**ФРАГМЕНТ ДОКУМЕНТА**
“У меня был только один выбор
- писать или не писать повесть.
А если писать, то только так”
Ч. Айтматов
Эпиграфом своей статьи я выбрал слова самого Чингиза Торокуловича Айтматова. Они более чем характеризуют жизненную и творческую позицию самого автора. Он жил, так как писал. Именно это и хотел бы я освятить, в своей статье посвящённой дню рождения Великого, Правдивого, Пророческого писателя кыргызского народа и гражданина мира Чингиз Торокуловича Айтматова.
В своем предисловии к роману “Тавро Кассандры” Светлана Семенова пишет: “Чингиз Айтматов создал целую вселенную сюжетов, образов, мотивов, идей, отмеченную мировоззренческим и даже пророческим смыслом”[1.6]. Именно поэтому творчество Чингиза Айтматова обладает особой способностью манить к себе всё новых и новых не только читателей, но и исследователей.
Мир Ч. Айтматова обширен и многогранен. Каждый новый читатель или исследователь видит в его произведениях нечто своё, и это своё может воспринимать как то, что могло бы быть главным в его творчестве. Но среди читателей есть и такие, кто в своём понимании максимально приближается к мысли автора, но ни это радует, привлекает и подкупает их внимание, а то что-то для других неуловимо или кажется второстепенным, бледным, неброским, сказанным мимоходом.
Путей, ведущих к познанию, как автора, так и его творчества множество. Каждый вышедший в путь исследователь или читатель выбирает свою дорогу. Выбор пути это когда из всех потенциально существующих возможностей интуитивно предпочтение отдаётся ищущим одной возможности. Этим выбором ищущий определяет направление своего познания и как бы это ни парадоксально звучало, может познать только то, что уже знал, но в данном случае оно будет в другой фактологической “упаковке”.

Сохранённые записи набора данных

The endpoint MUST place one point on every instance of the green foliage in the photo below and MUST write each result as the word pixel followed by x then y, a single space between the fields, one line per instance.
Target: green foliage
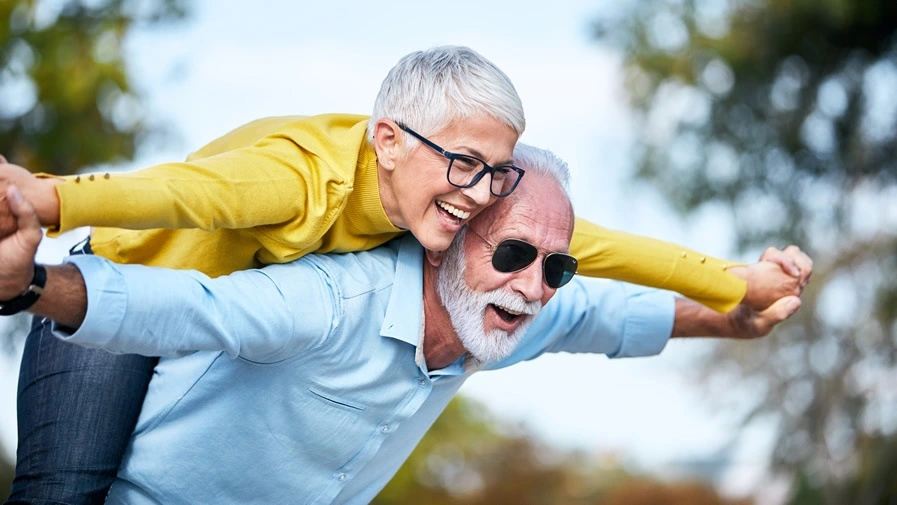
pixel 469 458
pixel 66 100
pixel 783 111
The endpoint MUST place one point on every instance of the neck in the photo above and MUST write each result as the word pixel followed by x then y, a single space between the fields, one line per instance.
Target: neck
pixel 388 197
pixel 441 345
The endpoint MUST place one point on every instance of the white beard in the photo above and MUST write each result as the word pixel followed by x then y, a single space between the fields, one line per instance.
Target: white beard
pixel 467 308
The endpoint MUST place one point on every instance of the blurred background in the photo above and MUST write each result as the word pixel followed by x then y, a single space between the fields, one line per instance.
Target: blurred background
pixel 724 125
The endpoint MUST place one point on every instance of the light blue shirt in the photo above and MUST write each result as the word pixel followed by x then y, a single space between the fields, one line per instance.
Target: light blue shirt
pixel 302 383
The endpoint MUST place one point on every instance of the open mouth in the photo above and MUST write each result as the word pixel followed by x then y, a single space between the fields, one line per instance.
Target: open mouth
pixel 452 212
pixel 507 315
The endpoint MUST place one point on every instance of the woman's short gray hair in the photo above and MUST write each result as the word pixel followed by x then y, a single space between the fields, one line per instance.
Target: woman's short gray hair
pixel 428 90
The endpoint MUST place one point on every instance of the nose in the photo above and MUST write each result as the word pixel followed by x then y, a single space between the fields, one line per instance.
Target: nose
pixel 528 282
pixel 480 192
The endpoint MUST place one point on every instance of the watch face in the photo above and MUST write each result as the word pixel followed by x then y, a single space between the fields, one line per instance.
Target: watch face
pixel 29 297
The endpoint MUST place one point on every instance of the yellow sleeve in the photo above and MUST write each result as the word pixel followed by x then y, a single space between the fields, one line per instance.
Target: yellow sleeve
pixel 641 260
pixel 271 182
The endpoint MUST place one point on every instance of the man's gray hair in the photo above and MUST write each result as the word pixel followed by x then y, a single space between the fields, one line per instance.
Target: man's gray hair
pixel 542 161
pixel 428 90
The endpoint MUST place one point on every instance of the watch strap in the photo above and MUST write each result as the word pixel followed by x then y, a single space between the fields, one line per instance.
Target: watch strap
pixel 29 297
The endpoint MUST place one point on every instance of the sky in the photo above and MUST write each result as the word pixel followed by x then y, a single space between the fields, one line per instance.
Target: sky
pixel 231 64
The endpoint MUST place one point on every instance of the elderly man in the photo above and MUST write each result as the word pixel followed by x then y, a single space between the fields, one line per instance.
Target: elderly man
pixel 311 382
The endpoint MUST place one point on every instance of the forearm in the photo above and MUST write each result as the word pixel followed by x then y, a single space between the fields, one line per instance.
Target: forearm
pixel 64 298
pixel 208 194
pixel 649 262
pixel 695 320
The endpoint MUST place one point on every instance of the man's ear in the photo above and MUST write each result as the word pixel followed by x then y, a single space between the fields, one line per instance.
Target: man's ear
pixel 388 143
pixel 435 258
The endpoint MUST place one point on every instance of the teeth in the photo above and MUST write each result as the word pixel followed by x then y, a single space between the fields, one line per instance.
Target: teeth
pixel 509 311
pixel 451 209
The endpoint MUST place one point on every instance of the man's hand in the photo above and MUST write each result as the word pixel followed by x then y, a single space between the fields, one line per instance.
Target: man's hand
pixel 778 274
pixel 40 192
pixel 17 250
pixel 746 322
pixel 774 287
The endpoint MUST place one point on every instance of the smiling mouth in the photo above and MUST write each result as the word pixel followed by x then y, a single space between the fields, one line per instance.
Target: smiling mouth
pixel 507 315
pixel 454 212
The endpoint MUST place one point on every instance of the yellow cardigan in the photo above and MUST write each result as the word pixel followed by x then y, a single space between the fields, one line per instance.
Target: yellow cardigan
pixel 279 188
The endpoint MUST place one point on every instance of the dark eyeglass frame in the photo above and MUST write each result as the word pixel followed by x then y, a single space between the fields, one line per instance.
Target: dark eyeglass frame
pixel 553 277
pixel 476 178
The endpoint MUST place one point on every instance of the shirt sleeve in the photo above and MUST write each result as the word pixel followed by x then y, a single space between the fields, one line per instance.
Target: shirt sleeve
pixel 262 315
pixel 599 316
pixel 654 263
pixel 271 182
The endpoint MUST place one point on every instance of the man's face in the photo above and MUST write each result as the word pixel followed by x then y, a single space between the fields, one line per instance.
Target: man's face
pixel 490 310
pixel 429 206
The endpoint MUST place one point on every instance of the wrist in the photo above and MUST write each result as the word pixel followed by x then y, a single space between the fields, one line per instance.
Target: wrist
pixel 27 296
pixel 45 199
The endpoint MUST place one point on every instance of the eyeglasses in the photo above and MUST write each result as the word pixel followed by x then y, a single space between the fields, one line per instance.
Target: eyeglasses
pixel 466 171
pixel 513 255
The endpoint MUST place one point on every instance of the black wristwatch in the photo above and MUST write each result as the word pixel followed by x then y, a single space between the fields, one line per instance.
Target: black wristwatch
pixel 26 299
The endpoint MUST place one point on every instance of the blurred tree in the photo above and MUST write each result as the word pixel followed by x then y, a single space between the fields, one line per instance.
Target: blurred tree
pixel 471 459
pixel 66 100
pixel 651 492
pixel 783 113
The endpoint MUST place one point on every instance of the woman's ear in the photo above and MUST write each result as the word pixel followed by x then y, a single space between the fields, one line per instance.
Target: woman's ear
pixel 388 143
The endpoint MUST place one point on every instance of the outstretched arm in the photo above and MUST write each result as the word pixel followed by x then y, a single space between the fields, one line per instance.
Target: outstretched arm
pixel 715 283
pixel 164 312
pixel 64 298
pixel 745 321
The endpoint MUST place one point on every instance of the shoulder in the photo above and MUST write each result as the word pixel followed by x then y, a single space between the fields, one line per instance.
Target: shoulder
pixel 347 274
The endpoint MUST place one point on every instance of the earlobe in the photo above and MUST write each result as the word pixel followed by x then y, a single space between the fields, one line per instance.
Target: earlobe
pixel 435 258
pixel 387 142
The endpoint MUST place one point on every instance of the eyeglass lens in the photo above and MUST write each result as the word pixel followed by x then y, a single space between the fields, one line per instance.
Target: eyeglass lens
pixel 513 255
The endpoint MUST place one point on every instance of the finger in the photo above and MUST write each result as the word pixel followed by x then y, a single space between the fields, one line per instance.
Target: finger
pixel 26 218
pixel 804 262
pixel 785 261
pixel 782 309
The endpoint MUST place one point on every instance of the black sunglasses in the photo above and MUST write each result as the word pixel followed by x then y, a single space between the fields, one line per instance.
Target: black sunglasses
pixel 513 255
pixel 465 171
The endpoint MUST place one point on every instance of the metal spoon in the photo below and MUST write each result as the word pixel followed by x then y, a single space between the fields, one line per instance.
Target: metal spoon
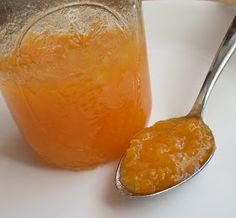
pixel 223 55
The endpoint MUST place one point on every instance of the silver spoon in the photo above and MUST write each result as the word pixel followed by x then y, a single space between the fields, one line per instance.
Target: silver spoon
pixel 223 55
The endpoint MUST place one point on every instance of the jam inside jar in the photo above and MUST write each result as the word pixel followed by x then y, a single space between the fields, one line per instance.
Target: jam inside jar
pixel 77 83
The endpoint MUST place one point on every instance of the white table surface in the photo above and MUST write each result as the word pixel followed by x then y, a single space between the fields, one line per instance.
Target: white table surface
pixel 182 38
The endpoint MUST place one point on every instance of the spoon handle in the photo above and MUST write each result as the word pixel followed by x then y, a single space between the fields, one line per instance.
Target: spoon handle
pixel 223 55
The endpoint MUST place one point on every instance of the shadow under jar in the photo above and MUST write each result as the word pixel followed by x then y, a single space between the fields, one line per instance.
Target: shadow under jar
pixel 75 77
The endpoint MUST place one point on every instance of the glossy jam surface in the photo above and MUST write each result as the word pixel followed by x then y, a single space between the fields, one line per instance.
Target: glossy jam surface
pixel 77 99
pixel 165 154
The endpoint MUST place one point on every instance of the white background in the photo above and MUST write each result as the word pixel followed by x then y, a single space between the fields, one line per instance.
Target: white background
pixel 182 38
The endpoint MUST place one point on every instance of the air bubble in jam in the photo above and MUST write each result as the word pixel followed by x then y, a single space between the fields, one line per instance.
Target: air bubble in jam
pixel 78 99
pixel 165 154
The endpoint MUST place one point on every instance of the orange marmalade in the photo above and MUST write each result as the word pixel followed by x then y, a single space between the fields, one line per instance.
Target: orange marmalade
pixel 165 154
pixel 78 99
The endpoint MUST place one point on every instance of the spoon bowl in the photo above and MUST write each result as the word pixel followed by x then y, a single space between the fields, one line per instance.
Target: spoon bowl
pixel 223 55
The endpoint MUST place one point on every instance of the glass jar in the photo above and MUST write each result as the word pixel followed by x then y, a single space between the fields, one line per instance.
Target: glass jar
pixel 75 76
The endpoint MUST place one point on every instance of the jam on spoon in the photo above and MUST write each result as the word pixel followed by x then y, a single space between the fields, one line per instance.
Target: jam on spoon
pixel 171 152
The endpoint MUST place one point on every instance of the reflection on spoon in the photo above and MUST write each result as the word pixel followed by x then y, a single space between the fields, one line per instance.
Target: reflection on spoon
pixel 171 152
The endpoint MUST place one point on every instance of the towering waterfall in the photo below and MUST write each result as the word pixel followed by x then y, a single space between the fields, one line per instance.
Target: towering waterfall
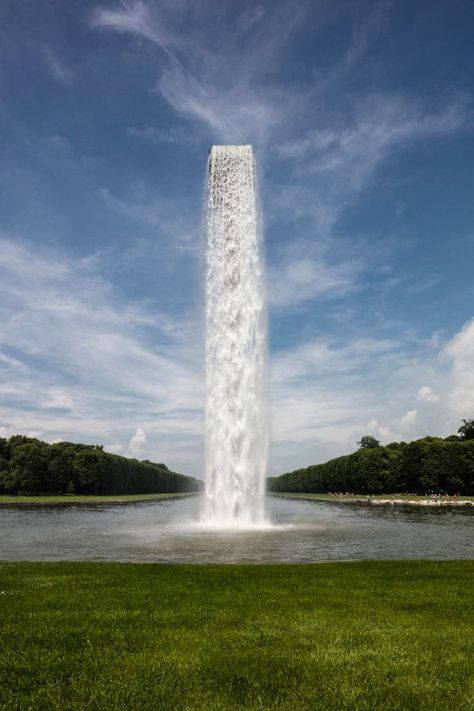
pixel 236 343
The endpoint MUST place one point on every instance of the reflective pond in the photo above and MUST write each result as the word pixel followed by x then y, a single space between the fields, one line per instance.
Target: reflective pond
pixel 300 531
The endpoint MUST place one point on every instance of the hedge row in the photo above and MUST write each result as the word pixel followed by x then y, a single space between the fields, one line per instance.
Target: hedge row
pixel 428 465
pixel 29 466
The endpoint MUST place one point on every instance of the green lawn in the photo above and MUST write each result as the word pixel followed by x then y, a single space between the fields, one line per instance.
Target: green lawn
pixel 364 497
pixel 42 500
pixel 365 635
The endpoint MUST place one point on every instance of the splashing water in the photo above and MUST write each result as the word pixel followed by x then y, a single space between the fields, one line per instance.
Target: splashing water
pixel 236 344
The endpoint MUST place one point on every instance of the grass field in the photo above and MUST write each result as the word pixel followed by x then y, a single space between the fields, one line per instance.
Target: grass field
pixel 84 499
pixel 378 497
pixel 365 635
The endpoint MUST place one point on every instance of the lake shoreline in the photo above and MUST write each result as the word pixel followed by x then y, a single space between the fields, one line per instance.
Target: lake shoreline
pixel 374 501
pixel 71 500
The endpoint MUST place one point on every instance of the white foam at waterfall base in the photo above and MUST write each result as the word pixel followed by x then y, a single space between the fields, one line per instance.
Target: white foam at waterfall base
pixel 236 344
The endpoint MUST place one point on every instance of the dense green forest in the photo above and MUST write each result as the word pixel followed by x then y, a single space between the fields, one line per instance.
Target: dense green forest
pixel 425 466
pixel 29 466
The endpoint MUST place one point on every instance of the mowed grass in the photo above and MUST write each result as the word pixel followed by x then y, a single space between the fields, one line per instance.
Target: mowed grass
pixel 364 635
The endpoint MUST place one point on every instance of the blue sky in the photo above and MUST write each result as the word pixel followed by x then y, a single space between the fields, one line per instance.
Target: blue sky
pixel 362 119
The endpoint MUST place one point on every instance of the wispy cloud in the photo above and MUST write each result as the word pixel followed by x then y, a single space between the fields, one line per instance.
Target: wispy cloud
pixel 174 134
pixel 78 362
pixel 217 85
pixel 59 71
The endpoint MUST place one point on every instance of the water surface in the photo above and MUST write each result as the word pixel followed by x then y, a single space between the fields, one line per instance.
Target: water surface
pixel 168 531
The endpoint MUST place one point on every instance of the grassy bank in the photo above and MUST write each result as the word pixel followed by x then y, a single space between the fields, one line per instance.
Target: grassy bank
pixel 75 499
pixel 376 498
pixel 369 635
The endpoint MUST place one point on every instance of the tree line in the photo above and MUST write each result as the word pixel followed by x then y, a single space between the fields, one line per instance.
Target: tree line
pixel 30 466
pixel 426 466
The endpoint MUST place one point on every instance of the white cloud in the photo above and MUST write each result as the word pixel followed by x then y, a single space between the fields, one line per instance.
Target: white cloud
pixel 409 421
pixel 79 363
pixel 57 68
pixel 216 86
pixel 426 394
pixel 460 350
pixel 301 280
pixel 137 442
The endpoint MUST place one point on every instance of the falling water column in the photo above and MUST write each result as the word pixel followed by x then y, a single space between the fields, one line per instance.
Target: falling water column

**ЗАДАНИЯ К УПРАЖНЕНИЮ**
1. Почему, согласно статье о Чингизе Айтматове, его творчество привлекает всё новых читателей и исследователей? Ответьте в одном–трёх предложениях.
2. Выведите дословно отрывок из статьи о Чингизе Айтматове: начните со слов «А если писать, то» и остановитесь после слов «Чингиз Торокуловича Айтматова.».

**РЕЗУЛЬТАТЫ ВЫПОЛНЕНИЯ**
1. Творчество Айтматова притягивает всё новых читателей и исследователей потому, что писатель создал целую вселенную сюжетов, образов, мотивов и идей, отмеченную мировоззренческим и даже пророческим смыслом. Эту мысль статья приводит по предисловию Светланы Семеновой к роману «Тавро Кассандры».

2.
А если писать, то только так”
Ч. Айтматов
Эпиграфом своей статьи я выбрал слова самого Чингиза Торокуловича Айтматова. Они более чем характеризуют жизненную и творческую позицию самого автора. Он жил, так как писал. Именно это и хотел бы я освятить, в своей статье посвящённой дню рождения Великого, Правдивого, Пророческого писателя кыргызского народа и гражданина мира Чингиз Торокуловича Айтматова.